───── ОТРЫВОК ДЛЯ ЧТЕНИЯ ─────

А сколько еще было, кроме того, всяких чудес и курьезов! В одном балаганчике юная еще Лои Фюллер отплясывала, развевая свои освещенные цветными прожекторами вуали, и от этой невиданной диковины сходил с ума буквально весь мир. Не меньшего внимания заслуживал в другом балаганчике спектакль фантош, созданный остроумным карикатуристом Альбером Гийомом. Это была уморительная комедийка, представлявшая монденное сборище: чаепитие у маркизы. Художник с изумительной меткостью воспроизвел в куклах все повадки и манеры элегантнейшего, снобического салона. Один из балаганчиков (забыл, что в нем давалось) был снаружи украшен яркой живописью тогда только еще начинавших свою карьеру Вюйяра, Боннара и чуть ли не самого Тулуз-Лотрека; в другом — вас приглашали совершить морское путешествие до самого Константинополя, причем иллюзия морского путешествия была так велика, что у иных зрителей начиналась морская болезнь.
Мне, да и сотням тысяч посетителей выставки большое и совершенно своеобразное удовольствие доставлял движущийся тротуар. Несколько раз я совершил эту фантастическую прогулку без всякой надобности и цели, только бы снова испытать то особое ощущение, которое получалось от этого быстрого и, однако, не требующего никаких усилий скольжения, от этого полета на высоте второго этажа домов, огибая значительный квартал Парижа под боком у Инвалидов. Так удобно было вступать сначала на платформу, двигавшуюся с умеренной скоростью для того, чтоб с нее перебраться на платформу, несущуюся с двойной или тройной быстротой. Но на этом я за недостатком места свой рассказ о выставке прекращаю.
Осень 1900 года прошла для меня в горячке приготовлений к редакторской деятельности. Вначале я чувствовал, что какая-то скрываемая неприязнь продолжает царить против меня в комитете «Общества поощрения», но с момента, когда стало известно, что сама августейшая председательница принцесса Евгения Максимилиановна Ольденбургская вполне одобрила выбор И. П. Балашова (и очень милостиво отнеслась ко мне лично, когда я был представлен ей в качестве редактора), то и старичье смирилось, а М. П. Боткин, тот даже сам первый предложил мне пользоваться предметами своего собрания. В помощь мне (и отчасти для наблюдения за тем, как бы декадент не выкинул бы чего-либо нежелательного для Общества) была выбрана редакционная комиссия из трех лиц: затейщика всего дела П. П. Марсеру, директора рисовальной школы Общества Е. А. Сабанеева и A. A. Ильина. Из них трех единственно кто мне не был особенно приятен — это Сабанеев, — бестолковый, придирчивый ярко-рыжий господин, но нам втроем не стоило большого труда его урезонивать и обезвреживать. Напротив, и Марсеру, и Ильин приходили в восторг от всего, что я ни затевал, а нередко оба были мне полезны в чисто практических и технических вопросах. Особенно Ильин, стоявший во главе самого значительного картографического заведения в России и имевший большой опыт вообще в печатном, и в частности — в литографическом деле.

───── ПРЕДОСТАВЛЕННЫЕ ДАННЫЕ ─────

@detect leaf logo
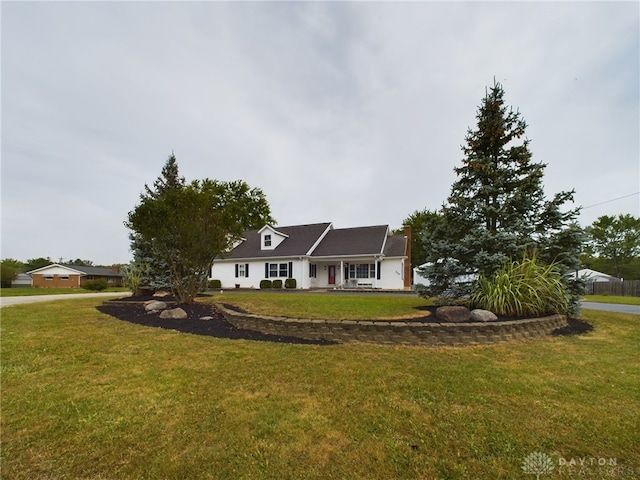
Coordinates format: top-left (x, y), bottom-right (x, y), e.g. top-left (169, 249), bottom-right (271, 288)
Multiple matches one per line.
top-left (522, 452), bottom-right (555, 480)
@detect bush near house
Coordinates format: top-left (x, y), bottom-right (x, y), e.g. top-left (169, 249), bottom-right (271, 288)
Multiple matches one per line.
top-left (470, 254), bottom-right (571, 316)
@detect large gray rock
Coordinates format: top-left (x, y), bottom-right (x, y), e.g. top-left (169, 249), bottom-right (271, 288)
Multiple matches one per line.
top-left (144, 300), bottom-right (167, 312)
top-left (471, 308), bottom-right (498, 322)
top-left (436, 306), bottom-right (471, 323)
top-left (160, 307), bottom-right (188, 320)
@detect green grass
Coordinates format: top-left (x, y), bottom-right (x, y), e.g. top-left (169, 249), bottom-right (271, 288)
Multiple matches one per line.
top-left (0, 296), bottom-right (640, 480)
top-left (0, 287), bottom-right (129, 297)
top-left (582, 295), bottom-right (640, 305)
top-left (211, 292), bottom-right (431, 320)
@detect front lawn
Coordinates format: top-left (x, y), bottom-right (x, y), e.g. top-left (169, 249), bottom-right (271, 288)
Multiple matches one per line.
top-left (211, 292), bottom-right (432, 320)
top-left (0, 287), bottom-right (129, 297)
top-left (0, 295), bottom-right (640, 480)
top-left (582, 295), bottom-right (640, 305)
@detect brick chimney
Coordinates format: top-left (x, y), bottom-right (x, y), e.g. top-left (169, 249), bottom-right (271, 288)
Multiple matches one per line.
top-left (404, 225), bottom-right (413, 288)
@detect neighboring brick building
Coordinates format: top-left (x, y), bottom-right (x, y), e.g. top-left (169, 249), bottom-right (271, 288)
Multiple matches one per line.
top-left (27, 263), bottom-right (122, 288)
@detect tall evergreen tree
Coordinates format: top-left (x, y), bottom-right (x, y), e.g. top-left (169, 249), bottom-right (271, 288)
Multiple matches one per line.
top-left (422, 81), bottom-right (582, 312)
top-left (127, 152), bottom-right (186, 291)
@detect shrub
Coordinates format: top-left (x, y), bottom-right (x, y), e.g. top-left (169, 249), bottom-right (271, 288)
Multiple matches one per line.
top-left (470, 255), bottom-right (570, 316)
top-left (84, 279), bottom-right (109, 292)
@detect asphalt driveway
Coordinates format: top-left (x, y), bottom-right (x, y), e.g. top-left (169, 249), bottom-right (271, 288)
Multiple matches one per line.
top-left (0, 292), bottom-right (640, 315)
top-left (580, 302), bottom-right (640, 315)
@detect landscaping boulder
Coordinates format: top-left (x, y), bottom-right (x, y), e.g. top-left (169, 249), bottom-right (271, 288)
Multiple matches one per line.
top-left (471, 308), bottom-right (498, 322)
top-left (436, 306), bottom-right (471, 323)
top-left (160, 307), bottom-right (188, 320)
top-left (144, 300), bottom-right (167, 312)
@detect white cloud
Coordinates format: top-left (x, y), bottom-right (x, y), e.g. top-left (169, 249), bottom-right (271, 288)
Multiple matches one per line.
top-left (2, 2), bottom-right (640, 263)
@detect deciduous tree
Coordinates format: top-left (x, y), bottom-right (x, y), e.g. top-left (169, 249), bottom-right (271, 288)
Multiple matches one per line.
top-left (126, 158), bottom-right (273, 303)
top-left (586, 214), bottom-right (640, 278)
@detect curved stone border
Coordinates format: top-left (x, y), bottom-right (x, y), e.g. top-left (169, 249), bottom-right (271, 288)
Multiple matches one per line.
top-left (215, 303), bottom-right (567, 346)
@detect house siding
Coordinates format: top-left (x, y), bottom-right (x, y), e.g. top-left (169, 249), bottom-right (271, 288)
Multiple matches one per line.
top-left (210, 223), bottom-right (410, 290)
top-left (31, 273), bottom-right (80, 288)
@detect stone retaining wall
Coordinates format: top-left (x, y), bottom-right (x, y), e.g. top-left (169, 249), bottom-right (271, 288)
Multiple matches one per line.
top-left (216, 304), bottom-right (567, 346)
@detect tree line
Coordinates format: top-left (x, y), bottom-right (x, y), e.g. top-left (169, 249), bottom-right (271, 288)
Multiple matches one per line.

─────

ЧТО СДЕЛАТЬ — Перескажите отрывок для чтения в трёх предложениях. Эти данные взяты из другого источника.

ГОТОВЫЙ ОТВЕТ — На выставке было много диковин: в балаганчиках плясала Лои Фюллер в освещённых прожекторами вуалях, шёл кукольный спектакль Альбера Гийома о чаепитии у маркизы и показывали морское путешествие до Константинополя. Рассказчику особенно нравился движущийся тротуар, и он несколько раз прокатился на нём без всякой цели, только ради ощущения быстрого скольжения без усилий. Осенью 1900 года он готовился к работе редактором, и, когда принцесса Евгения Максимилиановна Ольденбургская одобрила этот выбор, недовольные в комитете «Общества поощрения» смирились, а в помощь ему выбрали комиссию из П. П. Марсеру, Е. А. Сабанеева и A. A. Ильина.